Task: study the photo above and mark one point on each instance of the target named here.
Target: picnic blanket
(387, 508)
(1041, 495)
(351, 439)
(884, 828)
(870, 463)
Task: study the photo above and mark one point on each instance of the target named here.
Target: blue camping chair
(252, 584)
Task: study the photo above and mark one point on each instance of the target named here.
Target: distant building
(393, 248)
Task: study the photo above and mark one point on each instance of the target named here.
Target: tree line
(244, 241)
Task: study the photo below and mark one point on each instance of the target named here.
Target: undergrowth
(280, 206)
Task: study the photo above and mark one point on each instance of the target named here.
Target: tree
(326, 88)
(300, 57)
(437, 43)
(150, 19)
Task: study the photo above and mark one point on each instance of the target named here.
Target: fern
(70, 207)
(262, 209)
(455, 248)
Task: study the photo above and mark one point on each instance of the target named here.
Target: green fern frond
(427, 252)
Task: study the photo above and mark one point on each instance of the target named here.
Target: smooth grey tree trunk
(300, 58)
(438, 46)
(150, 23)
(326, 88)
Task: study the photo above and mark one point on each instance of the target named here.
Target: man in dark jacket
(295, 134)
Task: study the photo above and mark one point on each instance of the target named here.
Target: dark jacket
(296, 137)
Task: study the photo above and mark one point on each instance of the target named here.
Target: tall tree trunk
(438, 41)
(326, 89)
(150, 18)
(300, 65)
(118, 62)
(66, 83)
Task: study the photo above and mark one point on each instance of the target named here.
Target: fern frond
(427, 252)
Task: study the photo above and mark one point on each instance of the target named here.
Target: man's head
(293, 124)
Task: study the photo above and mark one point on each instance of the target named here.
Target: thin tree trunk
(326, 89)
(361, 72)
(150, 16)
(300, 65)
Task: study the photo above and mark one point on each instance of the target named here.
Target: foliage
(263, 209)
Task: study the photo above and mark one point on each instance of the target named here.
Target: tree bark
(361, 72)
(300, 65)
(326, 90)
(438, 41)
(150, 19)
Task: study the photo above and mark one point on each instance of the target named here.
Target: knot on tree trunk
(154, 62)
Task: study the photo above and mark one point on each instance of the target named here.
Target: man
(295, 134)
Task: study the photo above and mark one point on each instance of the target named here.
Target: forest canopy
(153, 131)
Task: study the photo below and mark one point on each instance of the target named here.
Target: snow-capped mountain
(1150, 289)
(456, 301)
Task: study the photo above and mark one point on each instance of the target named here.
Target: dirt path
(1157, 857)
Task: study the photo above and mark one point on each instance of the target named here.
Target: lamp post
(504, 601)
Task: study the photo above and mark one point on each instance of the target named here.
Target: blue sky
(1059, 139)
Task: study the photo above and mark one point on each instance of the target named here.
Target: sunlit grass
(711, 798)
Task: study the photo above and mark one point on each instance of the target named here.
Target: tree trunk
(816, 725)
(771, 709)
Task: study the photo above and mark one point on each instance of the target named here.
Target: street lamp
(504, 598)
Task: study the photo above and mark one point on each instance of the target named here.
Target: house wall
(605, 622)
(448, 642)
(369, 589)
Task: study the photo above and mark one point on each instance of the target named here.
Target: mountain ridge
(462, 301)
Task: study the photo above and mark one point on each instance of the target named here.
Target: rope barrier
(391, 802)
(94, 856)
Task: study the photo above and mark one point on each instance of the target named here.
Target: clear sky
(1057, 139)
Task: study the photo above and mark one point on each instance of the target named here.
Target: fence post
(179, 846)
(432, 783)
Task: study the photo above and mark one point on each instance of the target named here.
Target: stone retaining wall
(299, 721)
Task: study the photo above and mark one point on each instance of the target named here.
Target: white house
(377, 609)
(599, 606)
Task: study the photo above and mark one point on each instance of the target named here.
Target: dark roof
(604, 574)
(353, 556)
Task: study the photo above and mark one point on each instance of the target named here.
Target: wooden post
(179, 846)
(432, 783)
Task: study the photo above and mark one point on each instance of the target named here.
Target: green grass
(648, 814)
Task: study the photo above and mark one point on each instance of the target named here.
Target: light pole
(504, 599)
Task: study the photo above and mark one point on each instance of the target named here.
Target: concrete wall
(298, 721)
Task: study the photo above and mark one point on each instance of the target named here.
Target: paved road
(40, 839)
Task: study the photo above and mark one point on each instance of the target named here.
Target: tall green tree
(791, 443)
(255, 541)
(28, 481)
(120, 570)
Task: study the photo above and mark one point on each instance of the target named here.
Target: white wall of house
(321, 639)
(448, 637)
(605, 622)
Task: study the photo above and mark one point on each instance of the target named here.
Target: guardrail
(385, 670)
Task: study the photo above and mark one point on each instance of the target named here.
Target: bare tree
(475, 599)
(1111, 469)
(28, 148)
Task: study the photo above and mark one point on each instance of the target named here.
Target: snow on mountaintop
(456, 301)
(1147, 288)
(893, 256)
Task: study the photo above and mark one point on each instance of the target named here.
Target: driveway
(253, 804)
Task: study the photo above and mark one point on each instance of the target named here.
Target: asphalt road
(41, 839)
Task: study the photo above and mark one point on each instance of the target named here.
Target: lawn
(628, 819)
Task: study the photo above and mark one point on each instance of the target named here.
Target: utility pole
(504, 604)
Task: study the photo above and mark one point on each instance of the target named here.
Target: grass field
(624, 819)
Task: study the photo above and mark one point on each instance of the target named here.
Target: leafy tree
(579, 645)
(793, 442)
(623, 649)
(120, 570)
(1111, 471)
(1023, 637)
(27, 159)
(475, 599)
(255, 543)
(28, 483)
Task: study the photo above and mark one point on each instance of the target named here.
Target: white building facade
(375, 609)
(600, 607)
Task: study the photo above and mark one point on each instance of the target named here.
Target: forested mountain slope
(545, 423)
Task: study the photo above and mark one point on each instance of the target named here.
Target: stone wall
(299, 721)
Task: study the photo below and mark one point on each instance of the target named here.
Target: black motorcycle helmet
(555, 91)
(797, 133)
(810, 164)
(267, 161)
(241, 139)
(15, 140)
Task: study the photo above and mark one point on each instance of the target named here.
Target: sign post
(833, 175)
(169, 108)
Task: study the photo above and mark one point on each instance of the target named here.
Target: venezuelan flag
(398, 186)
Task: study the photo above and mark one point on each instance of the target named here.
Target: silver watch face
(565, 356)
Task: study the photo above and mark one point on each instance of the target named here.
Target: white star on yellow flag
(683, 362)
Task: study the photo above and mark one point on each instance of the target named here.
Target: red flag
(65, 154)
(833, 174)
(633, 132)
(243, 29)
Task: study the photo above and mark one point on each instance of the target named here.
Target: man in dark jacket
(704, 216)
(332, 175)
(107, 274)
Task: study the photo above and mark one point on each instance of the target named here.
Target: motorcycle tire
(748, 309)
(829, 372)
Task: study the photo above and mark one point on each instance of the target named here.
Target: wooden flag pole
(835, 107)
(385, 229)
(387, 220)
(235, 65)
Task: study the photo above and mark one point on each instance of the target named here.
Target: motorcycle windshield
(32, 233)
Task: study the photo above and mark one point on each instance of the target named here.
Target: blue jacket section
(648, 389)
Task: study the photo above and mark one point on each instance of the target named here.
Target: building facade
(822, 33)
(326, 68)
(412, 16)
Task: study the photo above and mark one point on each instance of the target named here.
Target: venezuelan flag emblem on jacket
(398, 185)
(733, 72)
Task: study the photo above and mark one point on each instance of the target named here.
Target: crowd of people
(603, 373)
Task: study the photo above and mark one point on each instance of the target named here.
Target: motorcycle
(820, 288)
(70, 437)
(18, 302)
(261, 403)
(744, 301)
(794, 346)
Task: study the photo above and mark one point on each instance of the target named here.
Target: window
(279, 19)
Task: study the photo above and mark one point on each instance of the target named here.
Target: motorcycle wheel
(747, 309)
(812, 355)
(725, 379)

####################

- **Work to do**: Your task is to transcribe the listing above in full, exactly as given.

- **Result of the task**:
Task: study the photo above and mark one point on each instance of the target named here.
Target: picnic blanket
(387, 508)
(1041, 495)
(351, 439)
(884, 828)
(870, 463)
Task: study the photo above and mark one point on each instance of the target named here.
Target: blue camping chair
(252, 584)
Task: study the photo above and mark one point on each instance of the target named here.
Target: distant building
(393, 248)
Task: study the photo above and mark one point on each instance of the target named here.
Target: tree line
(244, 241)
Task: study the photo below and mark one point on each instance of the target named here.
Target: undergrowth
(280, 206)
Task: study the photo above and mark one point on each instance of the target named here.
Target: tree
(326, 88)
(300, 57)
(437, 43)
(150, 19)
Task: study the photo above and mark one point on each instance of the target named here.
Target: fern
(70, 207)
(262, 209)
(455, 248)
Task: study the photo above and mark one point on each instance of the target named here.
Target: green fern frond
(427, 252)
Task: study the photo above and mark one point on each instance of the target named here.
Target: smooth grey tree trunk
(300, 58)
(438, 46)
(150, 23)
(326, 88)
Task: study the photo above and mark one point on each instance of the target named here.
Target: man in dark jacket
(295, 134)
Task: study the photo above and mark one point on each instance of the target named here.
Target: dark jacket
(296, 137)
Task: study the photo above and mark one point on each instance of the target named here.
Target: tall tree trunk
(438, 41)
(326, 89)
(150, 18)
(300, 65)
(118, 62)
(66, 83)
Task: study the photo above and mark one point on each instance of the target named here.
Target: fern frond
(427, 252)
Task: study the photo above and mark one point on each instance of the target named here.
Target: man's head
(293, 124)
Task: study the photo above and mark one point on each instance of the target named here.
Target: thin tree trunk
(326, 89)
(361, 72)
(150, 16)
(300, 65)
Task: study the photo above and mark one point on each instance of the target named here.
Target: foliage
(263, 209)
Task: study the photo above and mark one point on each instance of the target named here.
Target: tree bark
(361, 72)
(300, 65)
(326, 90)
(438, 41)
(150, 19)
Task: study the photo above and mark one point on each instance of the target named here.
Target: knot on tree trunk
(154, 62)
Task: study the photo above and mark one point on each instance of the target named here.
Target: man
(295, 134)
Task: study the photo above and mark one point on each instance of the target named here.
Target: forest canopy
(153, 131)
Task: study the photo below and mark one point on each instance of the target named here.
Target: snow-capped mountain
(1150, 289)
(456, 301)
Task: study the photo above and mark one point on each instance of the target named here.
Target: dirt path
(1157, 857)
Task: study the photo above and mark one point on each instance of the target named here.
Target: lamp post
(504, 601)
Task: study the photo above and mark one point on each instance of the target named here.
Target: blue sky
(1059, 139)
Task: study the photo above and mark one point on each instance of the target named here.
Target: sunlit grass
(711, 798)
Task: study the photo above and mark one point on each instance of the target named here.
Target: tree trunk
(816, 725)
(771, 709)
Task: study the photo above and mark one point on each instance of the target named here.
Target: street lamp
(504, 598)
Task: study the photo above and mark one point on each instance of the target named here.
Target: house wall
(605, 622)
(448, 642)
(369, 589)
Task: study the photo above and mark one point on each instance of the target named here.
Target: mountain ridge
(462, 301)
Task: study the photo above and mark one point on each instance of the target named here.
Target: rope barrier
(391, 802)
(94, 856)
Task: study the photo above and mark one point on each instance of the target named here.
Target: clear sky
(1057, 139)
Task: study the photo above and mark one point on each instance of the target named here.
Target: fence post
(179, 846)
(432, 783)
Task: study the photo above and mark one point on each instance of the target named here.
Target: stone retaining wall
(299, 721)
Task: study the photo above and mark one point on each instance of the target named here.
Target: white house
(377, 609)
(599, 606)
Task: study the photo above and mark one point on each instance of the target named here.
Target: dark roof
(604, 574)
(353, 556)
Task: study the photo above and mark one point on each instance of the target named here.
Target: wooden post
(179, 846)
(432, 783)
Task: study the photo above and mark one point on each instance of the target named here.
Target: green grass
(648, 814)
Task: study the photo above and mark one point on each instance of the target named here.
Target: light pole
(504, 599)
Task: study the photo above and mark one point on each instance of the target named here.
Target: concrete wall
(298, 721)
Task: study the photo above and mark one point on each instance of the target named here.
Target: paved road
(40, 839)
Task: study the photo above and mark one point on each instance of the target named here.
Target: tall green tree
(791, 443)
(255, 541)
(28, 481)
(120, 570)
Task: study the photo above and mark one point on each instance of the target named here.
Target: white wall of house
(321, 639)
(448, 637)
(605, 622)
Task: study the photo above and mark one point on each instance of the target named here.
Target: guardrail
(385, 670)
Task: study the photo above and mark one point on each instance of the target named here.
Target: bare tree
(475, 599)
(1111, 469)
(28, 148)
Task: study the photo above and mark one point on each instance of the target named here.
Target: snow on mountaintop
(456, 301)
(1147, 288)
(893, 256)
Task: study the photo above and mark one point on each instance of the target named here.
Target: driveway
(253, 804)
Task: study the photo above and mark one point on each instance of the target named here.
Target: asphalt road
(41, 839)
Task: study the photo above and mark one point on each instance of the target named here.
Target: lawn
(628, 819)
Task: study the photo above and mark one point on each instance of the target named here.
Target: utility pole
(504, 604)
Task: study the photo above and mark one point on each instance of the target named here.
Target: grass field
(624, 819)
Task: study the photo above and mark one point on each instance of the target named here.
Target: leafy tree
(579, 645)
(793, 442)
(623, 649)
(120, 570)
(1111, 471)
(1023, 637)
(27, 159)
(475, 599)
(255, 543)
(28, 483)
Task: study the photo above and mark one point on each instance of the target named here.
Target: white building facade
(375, 609)
(600, 607)
Task: study the photo above and mark one point on each instance of the target named here.
Target: forested mountain slope
(545, 423)
Task: study the photo above and mark one point on each instance of the target named here.
Target: stone wall
(299, 721)
Task: study the photo below and mark one point on each instance of the target named here.
Target: black motorcycle helmet
(555, 91)
(797, 133)
(810, 164)
(267, 161)
(241, 139)
(15, 140)
Task: study the photo above and mark one point on each instance of the target named here.
Target: sign post
(833, 175)
(169, 108)
Task: study the photo above and mark one point on each instance of the target named here.
Target: venezuelan flag
(398, 186)
Task: study the photo above and mark one point on each instance of the target named here.
Target: silver watch face
(565, 356)
Task: study the photo above and mark one point on each instance of the target named here.
Target: white star on yellow flag
(683, 362)
Task: study the photo above and mark one point on each instance of the target named here.
Target: red flag
(65, 154)
(833, 174)
(633, 132)
(243, 29)
Task: study the photo above and mark one point on each instance of the target named here.
Target: man in dark jacket
(704, 216)
(332, 175)
(107, 274)
Task: study the photo above and mark one point on each instance of the target named here.
Target: motorcycle tire
(748, 309)
(829, 372)
Task: study the photo above and mark one point on each instance of the target named here.
Target: wooden flag pole
(835, 107)
(385, 229)
(387, 220)
(235, 65)
Task: study the photo above and mark one point on each instance of the target named here.
Target: motorcycle windshield
(32, 233)
Task: study the photo above and mark one point on each instance of the target named here.
Target: blue jacket section
(648, 389)
Task: study the photo above and mark one point on each instance of the target named here.
Target: building facade
(822, 33)
(326, 68)
(412, 16)
Task: study the photo above and mark one point on each instance of the target named here.
Target: venezuelan flag emblem on jacket
(398, 185)
(733, 72)
Task: study the photo above and mark one point on each instance of the target named here.
Target: crowd of people
(603, 373)
Task: study the photo above and mark one point on each instance of the target named here.
Target: motorcycle
(820, 288)
(70, 437)
(18, 302)
(261, 403)
(744, 301)
(794, 346)
Task: study the photo above and mark one point on each instance of the target named here.
Target: window
(279, 19)
Task: study the photo above and mark one point on each instance of the target named here.
Target: motorcycle wheel
(747, 309)
(812, 355)
(725, 379)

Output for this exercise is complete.